A massive particle detector located a mile underground has found bits of antimatter known as geo-neutrinos deep inside the Earth. The find proves the Earth derives most of its power from radioactivity and could help us predict volcanoes and earthquakes.

Geo-neutrinos are antimatter particles created by the radioactive decay of uranium, thorium, and potassium deep within the Earth's crust and mantle. Although geo-neutrinos had first been found in 2005, this is the first real confirmation that they originate in large quantities deep underground. The successful detection using what amounts to a geo-neutrino "telescope" also means geologists have gained a powerful new tool to examine what the Earth's interior looks like.

The presence of these particles confirms radioactivity is a significant source of the Earth's internal power. It's long been thought that the decay of uranium and thorium heats up the Earth and contributes to convection processes in the mantle, in which rock flows steadily upwards, carrying extreme heat with it. This then powers plate tectonics, which is the primary force behind volcanic eruptions and earthquakes. Geo-neutrinos have now tipped the scale towards radioactivity as quite possibly the single biggest source of geothermal energy.

Antimatter deep underground may be key to predicting quakes

So what are these particles? Their matter counterparts, the neutrinos, are chargeless and inert elementary particles that are emitted by the Sun and cosmic rays. They have almost no mass at all and can pass through matter leaving barely any disturbance at all. This all combines to make neutrinos incredibly difficult to detect, and scientists have to go to extraordinary lengths to find them. This particular detector is located a mile underneath Italy's Gran Sasso Mountain, a necessary step to put as much thick rock as possible between the device and surface radiation that might interfere with neutrino detection.

**What is required**
Continue the article about detecting geo-neutrinos deep inside the Earth from the point where it stops.

**Dataset extract**
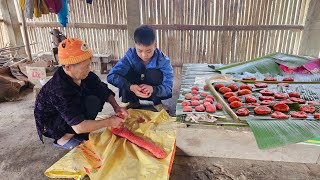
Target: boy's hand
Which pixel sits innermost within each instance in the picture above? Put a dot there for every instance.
(115, 122)
(138, 91)
(147, 89)
(122, 112)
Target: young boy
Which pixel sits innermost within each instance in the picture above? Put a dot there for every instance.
(144, 73)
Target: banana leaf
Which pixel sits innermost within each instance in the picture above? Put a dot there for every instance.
(277, 133)
(265, 64)
(314, 141)
(290, 61)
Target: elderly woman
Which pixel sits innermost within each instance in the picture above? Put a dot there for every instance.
(69, 102)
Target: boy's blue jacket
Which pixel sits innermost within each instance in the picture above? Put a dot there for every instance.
(131, 60)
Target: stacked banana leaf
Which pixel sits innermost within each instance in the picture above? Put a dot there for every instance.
(196, 75)
(271, 133)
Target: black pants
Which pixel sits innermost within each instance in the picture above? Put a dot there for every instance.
(152, 77)
(92, 105)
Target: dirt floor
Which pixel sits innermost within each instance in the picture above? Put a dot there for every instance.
(23, 156)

**Your response**
But that's nothing compared to the detector itself. It's a massive nylon sphere containing 1,000 tons of hydrocarbon fluid. Around the sphere is a huge array of ultra-sensitive photodetectors that can hopefully spot the neutrinos passing through. And all of that is encased in a stainless steel sphere that in turn is suspended in 2,400 tons of purified water inside yet another steel sphere 59 feet in diameter. The device was originally built just to detect solar neutrinos, but the team soon realized they could also put it to use hunting for geo-neutrinos. Geo-neutrinos are thousands of times less common than their solar neutrino counterparts, and the detector only finds a few such particles per year.

The most exciting practical application of the discovery of geo-neutrinos is the creation of a worldwide network that can sense the particles at various locations. This data could then be used to figure out what's going on inside the Earth in a larger sense, and with sufficient precision it would be possible to predict when volcanoes were going to erupt or when earthquakes were going to occur. This would provide humanity an early warning system that it still sorely needs.